**PROBLEMA PROPOSTO**
Pode dar continuidade ao trecho sobre audiências de custódia, começando logo após a última frase dele?

**TRECHO DO DOCUMENTO**
====================

Realizar audiências de custódia não se trata de um benefício ao criminoso ou culpado, mas de um instrumento que pode corrigir mazelas, erros, desproporcionalidades tão comuns e corriqueiras em nosso país.

RESUMO:O presente trabalho tem por escopo fazer uma análise acerca das “Audiências de Custódia” na República Federativa do Brasil. Para tanto, serão consideradas correntes doutrinárias e jurisprudenciais sobre o tema. Audiência de Custódia será vislumbrada enquanto, audiência dirigida à prevenção de tortura, humanização e as garantias constitucionais do Sistema Penal. Afinal, por que ainda relutamos em aplicá-la no sistema penal brasileiro? Não bastaria a adesão ao Pacto Internacional sobre Direitos Civis e Políticos e a Convenção de San José da Costa Rica? Até que ponto seria salutar continuarmos a discutir aspectos relativos à natureza supralegal ou ordinária desses Tratados, quando de fato sua problemática se insere num campo muito mais complexo e importante: a vida, direitos e a dignidade da pessoa humana?

PALAVRAS-CHAVES: Audiência de Custódia; Garantias Constitucionais; Pacto San José da Costa Rica; Humanização; Código de Processo Penal.


INTRODUÇÃO

O crescente aumento da população carcerária e do desrespeito as garantias constitucionais dos indivíduos têm alertado nas últimas décadas inúmeros entes políticos sobre a real natureza e importância dos Estados Democráticos de Direito no combate a repressão e a violência.

E conquanto tenhamos perpassado uma difícil fase durante as Guerras Mundiais, sobretudo, quanto aos nefastos efeitos deixados pela Segunda Guerra, ainda hoje buscamos inserir nos ordenamentos jurídicos instrumentos de proteção e garantia de direitos.

E considerando tal pretensão na busca por novos elementos de proteção e garantia, é que se inseriu nos últimos meses, embora, fosse um instrumento cujas nuances já estivessem previstas em Tratados aos quais já aderimos há alguns anos, a discussão sobre os benefícios das Audiências de Custódias na República Federativa do Brasil.

====================

**DADOS**
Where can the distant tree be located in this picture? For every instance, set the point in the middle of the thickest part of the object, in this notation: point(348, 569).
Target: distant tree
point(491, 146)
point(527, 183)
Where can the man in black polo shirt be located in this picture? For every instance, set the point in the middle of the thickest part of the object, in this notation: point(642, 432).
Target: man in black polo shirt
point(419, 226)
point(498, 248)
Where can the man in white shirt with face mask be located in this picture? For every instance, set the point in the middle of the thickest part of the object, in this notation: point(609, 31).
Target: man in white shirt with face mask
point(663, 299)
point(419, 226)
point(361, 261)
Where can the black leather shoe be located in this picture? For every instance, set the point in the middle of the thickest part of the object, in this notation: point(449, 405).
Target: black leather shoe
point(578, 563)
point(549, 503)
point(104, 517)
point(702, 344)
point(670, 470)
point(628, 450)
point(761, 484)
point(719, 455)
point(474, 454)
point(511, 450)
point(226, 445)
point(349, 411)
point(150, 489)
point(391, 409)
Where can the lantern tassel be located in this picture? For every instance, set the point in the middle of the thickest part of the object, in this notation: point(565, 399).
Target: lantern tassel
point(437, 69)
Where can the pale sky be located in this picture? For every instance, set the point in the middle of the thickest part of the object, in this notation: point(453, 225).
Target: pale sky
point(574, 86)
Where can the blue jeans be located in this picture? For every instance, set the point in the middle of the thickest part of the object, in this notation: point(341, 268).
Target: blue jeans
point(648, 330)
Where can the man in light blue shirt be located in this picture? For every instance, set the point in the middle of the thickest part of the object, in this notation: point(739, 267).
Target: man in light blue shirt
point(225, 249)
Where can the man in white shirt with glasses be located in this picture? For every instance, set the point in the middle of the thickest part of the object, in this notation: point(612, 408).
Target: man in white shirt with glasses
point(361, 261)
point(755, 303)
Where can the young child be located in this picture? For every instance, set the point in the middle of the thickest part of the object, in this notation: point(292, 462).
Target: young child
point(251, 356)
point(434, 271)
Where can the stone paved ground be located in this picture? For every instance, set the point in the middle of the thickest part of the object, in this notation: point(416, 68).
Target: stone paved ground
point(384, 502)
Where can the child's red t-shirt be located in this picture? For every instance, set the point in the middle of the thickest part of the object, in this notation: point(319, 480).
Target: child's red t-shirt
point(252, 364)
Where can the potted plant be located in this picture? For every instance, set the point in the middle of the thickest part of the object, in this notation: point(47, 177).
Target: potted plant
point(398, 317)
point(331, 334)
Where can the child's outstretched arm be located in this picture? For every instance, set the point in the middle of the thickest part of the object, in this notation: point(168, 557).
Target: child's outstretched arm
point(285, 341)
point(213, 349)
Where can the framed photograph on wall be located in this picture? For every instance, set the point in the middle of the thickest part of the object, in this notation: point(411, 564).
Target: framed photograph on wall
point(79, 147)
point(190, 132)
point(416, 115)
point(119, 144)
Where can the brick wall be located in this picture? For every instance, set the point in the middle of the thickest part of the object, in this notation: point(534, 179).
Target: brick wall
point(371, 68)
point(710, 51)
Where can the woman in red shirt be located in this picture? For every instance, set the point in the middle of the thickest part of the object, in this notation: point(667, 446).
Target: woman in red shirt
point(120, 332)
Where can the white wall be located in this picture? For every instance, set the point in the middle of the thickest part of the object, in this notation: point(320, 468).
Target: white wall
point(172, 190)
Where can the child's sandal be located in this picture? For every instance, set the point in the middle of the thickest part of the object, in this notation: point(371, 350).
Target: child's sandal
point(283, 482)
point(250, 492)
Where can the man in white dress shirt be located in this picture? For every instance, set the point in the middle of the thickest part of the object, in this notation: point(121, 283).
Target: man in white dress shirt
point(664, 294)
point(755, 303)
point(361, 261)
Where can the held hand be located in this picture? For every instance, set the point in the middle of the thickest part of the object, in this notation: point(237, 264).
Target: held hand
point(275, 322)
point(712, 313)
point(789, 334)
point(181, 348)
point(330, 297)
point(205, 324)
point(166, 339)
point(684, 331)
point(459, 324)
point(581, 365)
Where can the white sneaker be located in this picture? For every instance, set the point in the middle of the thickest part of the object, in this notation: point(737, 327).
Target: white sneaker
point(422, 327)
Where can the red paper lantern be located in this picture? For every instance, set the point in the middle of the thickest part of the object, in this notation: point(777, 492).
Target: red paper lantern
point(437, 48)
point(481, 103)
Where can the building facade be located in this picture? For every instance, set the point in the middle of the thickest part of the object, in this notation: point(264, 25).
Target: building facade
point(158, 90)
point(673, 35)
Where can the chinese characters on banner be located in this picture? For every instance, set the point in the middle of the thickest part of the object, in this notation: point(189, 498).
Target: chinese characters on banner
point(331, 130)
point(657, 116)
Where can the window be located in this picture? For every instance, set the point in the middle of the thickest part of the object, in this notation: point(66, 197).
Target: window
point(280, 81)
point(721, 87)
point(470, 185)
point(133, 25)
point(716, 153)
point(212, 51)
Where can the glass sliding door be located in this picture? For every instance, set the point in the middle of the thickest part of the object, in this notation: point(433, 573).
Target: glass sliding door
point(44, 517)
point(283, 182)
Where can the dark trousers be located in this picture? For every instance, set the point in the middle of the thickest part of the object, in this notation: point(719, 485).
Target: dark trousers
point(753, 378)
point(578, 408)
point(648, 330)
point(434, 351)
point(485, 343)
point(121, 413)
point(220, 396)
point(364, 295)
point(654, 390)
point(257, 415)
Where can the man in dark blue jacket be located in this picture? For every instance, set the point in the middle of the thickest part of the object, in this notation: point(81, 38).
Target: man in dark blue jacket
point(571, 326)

====================

**RESULTADO DA TAREFA**
Neste aspecto, o presente trabalho, objetivando discutir o assunto discorrerá sobre o tema em três capítulos. No primeiro deles, abordando a natureza jurídica e as finalidades das Audiências de Custódia e as Garantias Constitucionais. No Segundo, a previsão similar na Convenção de San José da Costa Rica (Convenção Americana de Direitos Humanos), e no Pacto Internacional Sobre Direitos Civis e Políticos, dos quais a República Federativa do Brasil é signatária. E no terceiro e último, salientando a problemática levantada por aplicadores do Direito no que tange a falta de previsão no Código de Processo Penal brasileiro e a natureza jurídica dos Tratados em apreço.

Afinal, o que fazer quando o Código de Processo Penal não prevê esse instituto? Qual a real natureza desses Tratados? Até que ponto é salutar continuarmos a discutir isso, quando o que nos parece mais importante são os aspectos envoltos a vida, os direitos, a dignidade humana e a justiça?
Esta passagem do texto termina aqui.